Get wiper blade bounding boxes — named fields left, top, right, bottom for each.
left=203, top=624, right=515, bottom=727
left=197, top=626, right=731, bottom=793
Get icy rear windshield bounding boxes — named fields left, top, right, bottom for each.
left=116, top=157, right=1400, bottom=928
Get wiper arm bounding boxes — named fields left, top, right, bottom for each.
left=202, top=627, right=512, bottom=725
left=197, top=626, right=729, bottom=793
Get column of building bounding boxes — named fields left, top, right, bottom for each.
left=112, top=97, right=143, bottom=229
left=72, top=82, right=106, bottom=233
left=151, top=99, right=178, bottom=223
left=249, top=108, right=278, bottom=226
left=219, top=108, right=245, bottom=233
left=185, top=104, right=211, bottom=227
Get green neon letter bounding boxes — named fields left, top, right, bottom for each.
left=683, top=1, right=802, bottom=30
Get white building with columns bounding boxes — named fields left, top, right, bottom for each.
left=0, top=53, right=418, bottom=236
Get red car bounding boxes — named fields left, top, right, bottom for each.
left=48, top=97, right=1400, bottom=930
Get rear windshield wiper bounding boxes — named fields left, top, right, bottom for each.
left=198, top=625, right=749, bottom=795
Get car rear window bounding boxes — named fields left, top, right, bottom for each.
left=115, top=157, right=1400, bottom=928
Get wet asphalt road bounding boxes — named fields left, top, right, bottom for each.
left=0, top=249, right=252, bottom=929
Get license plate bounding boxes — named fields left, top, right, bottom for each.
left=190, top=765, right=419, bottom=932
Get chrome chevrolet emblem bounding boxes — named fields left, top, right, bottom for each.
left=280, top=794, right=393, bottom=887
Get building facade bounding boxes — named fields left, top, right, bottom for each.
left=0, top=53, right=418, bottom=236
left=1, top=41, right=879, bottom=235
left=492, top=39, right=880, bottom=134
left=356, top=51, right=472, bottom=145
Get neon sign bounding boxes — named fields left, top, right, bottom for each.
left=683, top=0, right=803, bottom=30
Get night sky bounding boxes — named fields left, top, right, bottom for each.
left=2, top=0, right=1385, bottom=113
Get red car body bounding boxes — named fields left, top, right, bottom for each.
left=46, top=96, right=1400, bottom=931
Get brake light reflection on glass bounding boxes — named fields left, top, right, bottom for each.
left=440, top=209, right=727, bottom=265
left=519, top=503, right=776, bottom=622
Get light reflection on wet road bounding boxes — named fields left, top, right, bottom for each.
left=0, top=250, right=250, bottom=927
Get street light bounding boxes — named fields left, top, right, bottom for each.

EXERCISE PROMPT:
Print the lines of the material, exactly and only, from the line that contains "Get building facade" down to and including the final line.

EXERCISE SOLUTION:
Get building facade bounding boxes — named fields left, top, right, bottom for each.
left=0, top=53, right=418, bottom=236
left=1, top=41, right=879, bottom=235
left=492, top=39, right=880, bottom=134
left=356, top=51, right=472, bottom=145
Get neon sign bounding boxes — named fields left, top, right, bottom for each.
left=683, top=0, right=803, bottom=30
Get night sky bounding boxes — named fields left, top, right, bottom for each.
left=2, top=0, right=1385, bottom=113
Get red car body bounding boxes — named fields left, top, right, bottom for each.
left=46, top=96, right=1400, bottom=931
Get brake light reflection on glass bounding boxes — named fields left, top, right, bottom for each.
left=440, top=209, right=727, bottom=265
left=519, top=503, right=776, bottom=622
Get light reflection on wet road bounding boxes — named fields left, top, right, bottom for each.
left=0, top=250, right=250, bottom=927
Get street light bounding boxes — named fields left, top, right, bottom for each.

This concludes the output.